• [FRAGMENTO PARA LEER]
▶
El resultado es una situación de hacinamiento que alimenta la violencia y los abusos y que fomenta motines y fugas. “Las prisiones brasileñas se caracterizan por el terror, las torturas, los malos tratos y otras brutales violaciones de los derechos humanos”, según Givanildo Manuel, fundador de la asociación Tribunal Popular. Las Naciones Unidas le daban la razón cuando, tras la visita de un subcomité a Brasil el pasado septiembre, constataba la práctica generalizada de las torturas en comisarías y cárceles de todo el país.

 

 

Escuela del crimen

 

No es solo una cuestión humanitaria, sino también pragmática. La degradación de las condiciones de vida en las prisiones ha contribuido a convertir las cárceles en una eficaz “escuela del crimen” que transforma a un sujeto cualquiera, que cumple condena por cargar estupefacientes o por un delito menor contra el patrimonio, en un verdadero criminal. No es de extrañar que Brasil tenga un altísimo índice de reincidencia –el 70%, según el Depen, frente al 16% en Europa- y que el crimen organizado se haya hecho fuertes dentro de las cárceles, donde se yerguen como protectores de los reos en la reivindicación de mejorías.

 

El Primeiro Comando da Capital, la mayor organización criminal del Estado de São Paulo, es el mejor ejemplo de ello. Surgió en los comienzos de los años 90; si ya comenzaba a asentarse la idea de que los presos debían luchar juntos para defender sus derechos, la matanza de Carandiru acabó de convencerles de que tenían que unirse para que una barbaridad así no volviese a ocurrir. Bajo el lema Justicia y libertad y con la inestimable ayuda de los funcionarios corruptos, el PCC abanderó la causa de la mejora de la situación de los presos y también de sus familiares, que se veían sometidos a humillantes revisiones en cada visita. La necesidad de los presos de una voz común para luchar por sus derechos era tal que la facción se expandió con rapidez. Hoy el PCC monopoliza los segmentos más lucrativos del crimen en el Estado más rico de la Unión, y está ya presente en buena parte del territorio brasileño y en otros países latinoamericanos, como Paraguay, Colombia o México. En mayo de 2006, durante tres días emprendieron en São Paulo una oleada de ataques a comisarías de policía, autobuses y bancos, y demostraron que, si querían, podían parar la mayor ciudad de Suramérica.
◀
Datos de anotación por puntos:
▶
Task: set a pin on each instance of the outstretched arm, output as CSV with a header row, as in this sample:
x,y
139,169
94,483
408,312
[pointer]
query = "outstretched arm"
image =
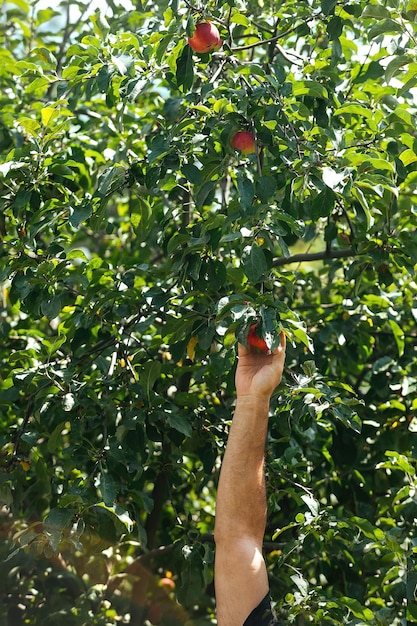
x,y
240,573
◀
• [TAREAS DEL EJERCICIO]
• 1. Duplica del fragmento sobre las cárceles brasileñas la parte que empieza con las palabras "El resultado es" y termina con "todo el país.".
• 2. En el fragmento sobre las cárceles brasileñas, ¿qué índice de reincidencia atribuye el Depen a Brasil?
Los registros son un material independiente del fragmento.

• [RESULTADOS POR TAREA]
• 1.
El resultado es una situación de hacinamiento que alimenta la violencia y los abusos y que fomenta motines y fugas. “Las prisiones brasileñas se caracterizan por el terror, las torturas, los malos tratos y otras brutales violaciones de los derechos humanos”, según Givanildo Manuel, fundador de la asociación Tribunal Popular. Las Naciones Unidas le daban la razón cuando, tras la visita de un subcomité a Brasil el pasado septiembre, constataba la práctica generalizada de las torturas en comisarías y cárceles de todo el país.

• 2. El 70%.